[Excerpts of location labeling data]
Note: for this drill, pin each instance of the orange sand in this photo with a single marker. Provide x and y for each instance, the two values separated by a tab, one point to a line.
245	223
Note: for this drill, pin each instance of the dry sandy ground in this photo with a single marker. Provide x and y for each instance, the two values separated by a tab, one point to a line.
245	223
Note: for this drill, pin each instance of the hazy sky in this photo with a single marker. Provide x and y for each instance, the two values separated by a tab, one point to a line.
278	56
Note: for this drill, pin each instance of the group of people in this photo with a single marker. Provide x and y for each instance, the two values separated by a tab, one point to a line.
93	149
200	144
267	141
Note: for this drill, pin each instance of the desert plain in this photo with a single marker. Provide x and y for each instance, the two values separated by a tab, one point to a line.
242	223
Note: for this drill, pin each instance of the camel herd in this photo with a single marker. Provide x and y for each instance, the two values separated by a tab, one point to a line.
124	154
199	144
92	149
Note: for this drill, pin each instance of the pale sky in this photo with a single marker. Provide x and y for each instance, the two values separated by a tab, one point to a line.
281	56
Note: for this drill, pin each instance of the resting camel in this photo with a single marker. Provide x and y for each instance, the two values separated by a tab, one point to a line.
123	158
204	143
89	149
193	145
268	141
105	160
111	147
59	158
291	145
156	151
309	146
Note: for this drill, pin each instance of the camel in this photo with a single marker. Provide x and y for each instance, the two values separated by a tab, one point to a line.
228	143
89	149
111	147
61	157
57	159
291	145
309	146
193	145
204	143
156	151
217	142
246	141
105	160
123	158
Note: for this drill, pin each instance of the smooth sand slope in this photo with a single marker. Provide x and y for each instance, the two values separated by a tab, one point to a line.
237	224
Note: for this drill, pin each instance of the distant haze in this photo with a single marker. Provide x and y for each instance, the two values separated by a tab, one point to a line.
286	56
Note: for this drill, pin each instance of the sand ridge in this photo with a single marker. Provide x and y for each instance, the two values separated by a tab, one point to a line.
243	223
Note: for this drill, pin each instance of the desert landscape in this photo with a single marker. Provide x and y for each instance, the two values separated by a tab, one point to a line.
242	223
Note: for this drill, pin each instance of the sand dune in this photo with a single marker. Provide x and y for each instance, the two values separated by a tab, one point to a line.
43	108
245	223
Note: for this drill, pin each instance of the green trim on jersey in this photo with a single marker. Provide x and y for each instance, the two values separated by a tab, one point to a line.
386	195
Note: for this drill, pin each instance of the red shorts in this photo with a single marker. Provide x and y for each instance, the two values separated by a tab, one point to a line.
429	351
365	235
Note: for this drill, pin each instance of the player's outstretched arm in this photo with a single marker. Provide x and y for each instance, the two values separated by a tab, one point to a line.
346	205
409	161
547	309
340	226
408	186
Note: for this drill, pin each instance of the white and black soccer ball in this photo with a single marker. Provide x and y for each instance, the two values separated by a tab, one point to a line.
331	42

◆ **Task directions**
Render every line of the rows above as a JSON list of strings, one string per line, leaving out any blank lines.

◆ **Finished exercise**
[
  "Note: for this drill, pin each instance of the orange sand in this photo with a single marker. Provide x and y for each instance, the two values separated by a tab, one point to a line.",
  "245\t223",
  "Note: for this drill, pin each instance of the dry sandy ground in this photo with a single marker. Provide x and y for each instance, the two values separated by a tab, one point to a line.",
  "245\t223",
  "Note: for this drill, pin each instance of the hazy sky in this photo with a single marker. Provide x and y for each instance, the two values separated by a tab, one point to a line.",
  "278\t56",
  "Note: for this drill, pin each instance of the group of people in this photo with a single marker. Provide x and y for each instance, the two values separated by a tab, one point to a line.",
  "93\t149",
  "200\t144",
  "267\t141",
  "Note: for this drill, pin each instance of the desert plain in this photo with a single marker. Provide x and y for each instance, the two values separated by a tab, one point to a line.",
  "242\t223",
  "Note: for this drill, pin each instance of the camel herd in this photo with a single marker. Provide x and y for each instance, the two values separated by a tab, one point to a line.",
  "124\t154",
  "199\t144",
  "92\t149",
  "Note: for this drill, pin each instance of the pale sky in this photo with a single marker. Provide x and y for each instance, the two values separated by a tab, one point to a line.",
  "281\t56",
  "Note: for this drill, pin each instance of the resting camel in this photo with a single marker. Provide x and y for each instance, the two values separated by a tab, one point to a line.",
  "123\t158",
  "204\t143",
  "89\t149",
  "193\t145",
  "268\t141",
  "105\t160",
  "111\t147",
  "59\t158",
  "291\t145",
  "156\t151",
  "309\t146",
  "Note: for this drill, pin each instance of the camel in this photo with a single marker. Provide x and y for each instance, the two values separated by a tab, one point to a line.",
  "228\t143",
  "89\t149",
  "111\t147",
  "61\t157",
  "57\t159",
  "291\t145",
  "309\t146",
  "193\t145",
  "204\t143",
  "156\t151",
  "217\t142",
  "246\t141",
  "105\t160",
  "123\t158",
  "Note: for this drill, pin each instance of the smooth sand slope in this photo with a single marker. Provide x and y for each instance, the two values separated by a tab, one point to a line.",
  "237\t224",
  "Note: for this drill, pin each instance of the distant haze in this photo with a single marker. Provide x and y for each instance, the two values separated by a tab, one point to a line.",
  "286\t56",
  "Note: for this drill, pin each instance of the sand ridge in this photo with a single marker. Provide x and y for each instance, the two values separated by a tab, one point to a line.",
  "243\t223",
  "Note: for this drill, pin each instance of the desert landscape in this photo with a single marker. Provide x and y for each instance, the two values separated by a tab, one point to a line.",
  "242\t223",
  "Note: for this drill, pin each instance of the sand dune in this photo with a single marker. Provide x and y for each instance, the two values separated by a tab, one point to a line.",
  "43\t108",
  "245\t223",
  "Note: for this drill, pin each instance of the green trim on jersey in this photo with a single marker. Provide x and y for each instance, the two values separated by a tab, one point to a line.",
  "386\t195",
  "Note: for this drill, pin each instance of the red shorts in this photo with a single marker. Provide x and y for each instance, the two values separated by a tab, one point to a line.",
  "429\t351",
  "365\t235",
  "Note: for this drill, pin each instance of the player's outstretched arm in this photo with a single marker. Provide x and y for each instance, the two values separated by a tab, one point to a line.",
  "346\t205",
  "409\t161",
  "547\t309",
  "340\t226",
  "408\t186",
  "Note: for this drill, pin each instance of the white and black soccer ball in this photo with a single marker. Provide x and y for each instance, the two values separated by a tab, one point to a line.",
  "331\t42"
]